## TASK
After finding the line that contains "of the road", reproduce it and each line below it through the end of the listing, exactly, with nothing added.

## INPUT
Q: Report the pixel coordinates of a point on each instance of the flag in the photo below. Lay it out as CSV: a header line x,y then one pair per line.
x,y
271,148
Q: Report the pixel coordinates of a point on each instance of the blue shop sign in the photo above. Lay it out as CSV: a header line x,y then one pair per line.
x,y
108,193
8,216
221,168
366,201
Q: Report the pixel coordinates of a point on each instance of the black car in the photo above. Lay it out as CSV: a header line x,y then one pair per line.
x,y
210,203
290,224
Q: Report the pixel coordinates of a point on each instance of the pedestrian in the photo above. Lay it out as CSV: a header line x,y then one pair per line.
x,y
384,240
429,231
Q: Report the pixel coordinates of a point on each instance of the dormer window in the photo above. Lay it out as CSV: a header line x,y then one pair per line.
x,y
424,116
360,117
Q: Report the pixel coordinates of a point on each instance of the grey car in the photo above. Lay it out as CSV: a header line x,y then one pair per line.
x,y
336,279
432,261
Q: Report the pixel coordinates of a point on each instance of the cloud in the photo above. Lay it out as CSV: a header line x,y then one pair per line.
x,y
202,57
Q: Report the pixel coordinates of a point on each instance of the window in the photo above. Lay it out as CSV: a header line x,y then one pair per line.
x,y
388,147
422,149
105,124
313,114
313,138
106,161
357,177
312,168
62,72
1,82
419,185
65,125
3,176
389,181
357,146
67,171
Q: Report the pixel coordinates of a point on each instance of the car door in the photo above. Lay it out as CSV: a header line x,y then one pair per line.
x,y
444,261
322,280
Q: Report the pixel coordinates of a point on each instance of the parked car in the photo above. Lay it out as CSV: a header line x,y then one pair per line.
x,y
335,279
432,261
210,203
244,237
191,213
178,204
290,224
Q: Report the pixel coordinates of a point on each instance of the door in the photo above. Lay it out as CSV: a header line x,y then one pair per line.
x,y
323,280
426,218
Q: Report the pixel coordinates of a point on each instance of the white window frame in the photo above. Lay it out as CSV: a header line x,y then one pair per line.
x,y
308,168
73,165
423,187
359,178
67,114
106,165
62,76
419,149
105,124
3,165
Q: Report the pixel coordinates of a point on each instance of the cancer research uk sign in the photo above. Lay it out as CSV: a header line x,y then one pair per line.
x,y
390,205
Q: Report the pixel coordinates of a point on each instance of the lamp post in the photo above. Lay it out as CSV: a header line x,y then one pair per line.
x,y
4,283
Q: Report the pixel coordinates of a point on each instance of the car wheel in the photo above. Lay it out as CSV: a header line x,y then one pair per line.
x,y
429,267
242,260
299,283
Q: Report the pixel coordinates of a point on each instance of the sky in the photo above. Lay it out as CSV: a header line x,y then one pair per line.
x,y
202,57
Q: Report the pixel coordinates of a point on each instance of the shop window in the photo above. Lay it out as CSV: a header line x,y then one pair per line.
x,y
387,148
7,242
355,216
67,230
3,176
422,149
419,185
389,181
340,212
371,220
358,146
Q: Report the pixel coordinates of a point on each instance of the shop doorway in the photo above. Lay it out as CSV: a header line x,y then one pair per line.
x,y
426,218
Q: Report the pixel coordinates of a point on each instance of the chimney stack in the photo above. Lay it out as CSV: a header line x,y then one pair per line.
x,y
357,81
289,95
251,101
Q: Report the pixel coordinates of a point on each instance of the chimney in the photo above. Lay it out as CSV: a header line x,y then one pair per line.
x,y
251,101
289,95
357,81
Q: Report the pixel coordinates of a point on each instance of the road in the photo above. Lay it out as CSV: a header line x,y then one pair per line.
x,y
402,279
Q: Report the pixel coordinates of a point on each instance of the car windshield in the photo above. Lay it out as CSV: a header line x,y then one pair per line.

## OUTPUT FOR THIS TASK
Q: Report the pixel coordinates of a point on each instance of the road in the photo above. Lay it out as CSV: a header line x,y then one pair per line.
x,y
402,279
Q: Report the pixel coordinates of a point on each instance of the car windshield in the photo above. Lay it out as CSV: a header line x,y then one pair per line.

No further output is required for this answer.